**INSTRUCTIONS FOR THE TASK:**
Set down, word for word, the stretch of lines from the one containing "of the yard" to the end of the records below.

**SOURCE DATA:**

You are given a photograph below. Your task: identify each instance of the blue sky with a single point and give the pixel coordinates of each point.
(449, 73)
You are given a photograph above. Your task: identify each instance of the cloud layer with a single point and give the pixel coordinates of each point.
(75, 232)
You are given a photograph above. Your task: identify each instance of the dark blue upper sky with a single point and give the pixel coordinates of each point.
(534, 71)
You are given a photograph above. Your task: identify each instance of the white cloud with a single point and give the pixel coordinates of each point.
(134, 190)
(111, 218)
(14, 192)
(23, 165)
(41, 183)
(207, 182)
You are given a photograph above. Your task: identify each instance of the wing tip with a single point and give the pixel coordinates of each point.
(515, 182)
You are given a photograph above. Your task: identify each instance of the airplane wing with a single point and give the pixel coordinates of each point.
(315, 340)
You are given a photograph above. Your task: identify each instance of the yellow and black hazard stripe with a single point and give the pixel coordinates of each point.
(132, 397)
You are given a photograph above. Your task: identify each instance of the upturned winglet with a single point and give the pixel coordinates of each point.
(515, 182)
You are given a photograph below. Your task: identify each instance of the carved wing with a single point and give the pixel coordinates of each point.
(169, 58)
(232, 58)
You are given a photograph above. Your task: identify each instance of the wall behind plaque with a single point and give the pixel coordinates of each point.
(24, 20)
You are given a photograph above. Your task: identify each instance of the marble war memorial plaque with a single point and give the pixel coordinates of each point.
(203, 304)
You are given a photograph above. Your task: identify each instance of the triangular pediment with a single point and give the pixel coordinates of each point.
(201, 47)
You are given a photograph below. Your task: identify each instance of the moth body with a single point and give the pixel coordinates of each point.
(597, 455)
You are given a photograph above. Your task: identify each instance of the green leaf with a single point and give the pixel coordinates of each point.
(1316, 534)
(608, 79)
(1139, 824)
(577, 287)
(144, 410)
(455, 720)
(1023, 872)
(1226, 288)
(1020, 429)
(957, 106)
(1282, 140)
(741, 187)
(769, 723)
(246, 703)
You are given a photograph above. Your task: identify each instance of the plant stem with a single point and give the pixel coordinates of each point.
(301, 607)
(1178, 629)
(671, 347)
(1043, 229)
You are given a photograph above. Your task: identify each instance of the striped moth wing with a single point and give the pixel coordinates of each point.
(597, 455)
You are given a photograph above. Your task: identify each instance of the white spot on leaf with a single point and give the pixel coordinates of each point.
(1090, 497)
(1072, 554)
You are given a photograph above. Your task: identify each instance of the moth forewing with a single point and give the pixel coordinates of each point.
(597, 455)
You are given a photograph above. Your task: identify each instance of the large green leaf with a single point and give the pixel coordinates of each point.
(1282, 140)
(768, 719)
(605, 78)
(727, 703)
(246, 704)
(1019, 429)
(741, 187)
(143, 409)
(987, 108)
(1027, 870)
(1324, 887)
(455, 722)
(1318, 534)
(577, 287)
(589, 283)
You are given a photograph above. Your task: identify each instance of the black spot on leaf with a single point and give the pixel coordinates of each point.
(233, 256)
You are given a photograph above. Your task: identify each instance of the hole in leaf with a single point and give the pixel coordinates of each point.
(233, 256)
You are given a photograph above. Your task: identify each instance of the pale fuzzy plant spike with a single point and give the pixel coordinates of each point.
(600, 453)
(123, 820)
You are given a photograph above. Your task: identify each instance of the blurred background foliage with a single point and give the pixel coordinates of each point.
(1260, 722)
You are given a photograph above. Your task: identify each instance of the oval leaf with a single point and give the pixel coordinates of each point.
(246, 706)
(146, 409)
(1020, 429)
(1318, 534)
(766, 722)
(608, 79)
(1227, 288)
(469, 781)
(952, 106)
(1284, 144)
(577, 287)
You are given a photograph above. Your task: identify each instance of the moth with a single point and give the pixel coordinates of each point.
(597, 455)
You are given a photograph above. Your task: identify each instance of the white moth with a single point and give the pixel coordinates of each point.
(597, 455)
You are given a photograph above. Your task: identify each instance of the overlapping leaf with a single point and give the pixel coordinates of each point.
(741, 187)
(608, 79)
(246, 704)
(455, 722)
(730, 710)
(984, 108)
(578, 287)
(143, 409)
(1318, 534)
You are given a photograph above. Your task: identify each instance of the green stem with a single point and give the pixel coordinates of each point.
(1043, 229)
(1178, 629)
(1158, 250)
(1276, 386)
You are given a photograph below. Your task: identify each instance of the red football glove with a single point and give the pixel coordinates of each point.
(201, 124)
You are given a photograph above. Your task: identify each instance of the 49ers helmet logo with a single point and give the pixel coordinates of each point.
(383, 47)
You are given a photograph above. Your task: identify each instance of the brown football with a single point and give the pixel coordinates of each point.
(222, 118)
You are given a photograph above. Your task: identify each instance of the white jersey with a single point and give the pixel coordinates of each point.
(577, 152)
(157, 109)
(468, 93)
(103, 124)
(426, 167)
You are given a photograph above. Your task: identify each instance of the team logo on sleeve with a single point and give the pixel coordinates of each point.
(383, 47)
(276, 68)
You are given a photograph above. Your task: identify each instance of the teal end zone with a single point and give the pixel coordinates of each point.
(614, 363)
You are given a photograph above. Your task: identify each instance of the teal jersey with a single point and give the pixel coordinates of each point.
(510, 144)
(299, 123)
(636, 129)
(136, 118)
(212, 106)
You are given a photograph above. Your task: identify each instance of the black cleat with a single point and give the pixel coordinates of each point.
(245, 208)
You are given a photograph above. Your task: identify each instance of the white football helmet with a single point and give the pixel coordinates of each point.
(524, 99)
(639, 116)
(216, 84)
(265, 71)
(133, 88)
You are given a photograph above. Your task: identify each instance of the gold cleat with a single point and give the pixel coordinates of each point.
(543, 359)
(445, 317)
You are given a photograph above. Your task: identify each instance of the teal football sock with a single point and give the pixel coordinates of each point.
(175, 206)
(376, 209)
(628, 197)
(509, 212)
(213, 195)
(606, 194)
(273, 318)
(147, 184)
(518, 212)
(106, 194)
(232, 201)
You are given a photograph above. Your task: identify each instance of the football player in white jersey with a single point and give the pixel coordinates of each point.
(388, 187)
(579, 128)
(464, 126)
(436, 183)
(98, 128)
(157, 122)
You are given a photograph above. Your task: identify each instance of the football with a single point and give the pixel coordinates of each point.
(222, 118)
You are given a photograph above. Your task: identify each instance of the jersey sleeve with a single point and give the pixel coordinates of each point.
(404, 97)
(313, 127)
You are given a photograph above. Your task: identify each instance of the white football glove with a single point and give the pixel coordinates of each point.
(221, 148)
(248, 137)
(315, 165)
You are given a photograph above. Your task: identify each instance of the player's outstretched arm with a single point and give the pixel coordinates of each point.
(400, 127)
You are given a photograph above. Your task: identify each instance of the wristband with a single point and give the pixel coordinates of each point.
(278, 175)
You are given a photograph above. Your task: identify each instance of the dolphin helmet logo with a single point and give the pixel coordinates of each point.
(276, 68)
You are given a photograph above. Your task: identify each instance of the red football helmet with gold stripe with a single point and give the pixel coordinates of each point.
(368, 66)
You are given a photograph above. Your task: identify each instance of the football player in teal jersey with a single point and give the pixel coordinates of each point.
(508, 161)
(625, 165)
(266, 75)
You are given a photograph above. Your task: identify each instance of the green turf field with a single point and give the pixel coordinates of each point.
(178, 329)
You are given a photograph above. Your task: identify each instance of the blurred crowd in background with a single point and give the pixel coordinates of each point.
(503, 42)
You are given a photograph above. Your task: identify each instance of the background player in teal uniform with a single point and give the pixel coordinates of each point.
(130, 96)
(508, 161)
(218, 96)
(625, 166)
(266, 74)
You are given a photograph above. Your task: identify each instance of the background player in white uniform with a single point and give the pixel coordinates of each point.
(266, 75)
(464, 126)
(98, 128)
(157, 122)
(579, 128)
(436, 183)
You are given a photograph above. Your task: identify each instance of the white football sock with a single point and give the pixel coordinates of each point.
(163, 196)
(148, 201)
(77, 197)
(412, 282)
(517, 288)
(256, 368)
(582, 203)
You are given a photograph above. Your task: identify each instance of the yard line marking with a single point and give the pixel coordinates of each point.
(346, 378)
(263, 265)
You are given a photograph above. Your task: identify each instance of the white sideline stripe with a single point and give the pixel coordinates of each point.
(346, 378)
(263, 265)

**ANSWER:**
You are given a photograph above. Your task: identify each instance of the yard line marking with a single point and give the pixel coordinates of each point.
(346, 378)
(263, 265)
You are given a photograph above. Your task: identify each instance of the white sideline stripe with a single point and give the pixel coordinates of each point.
(346, 378)
(263, 265)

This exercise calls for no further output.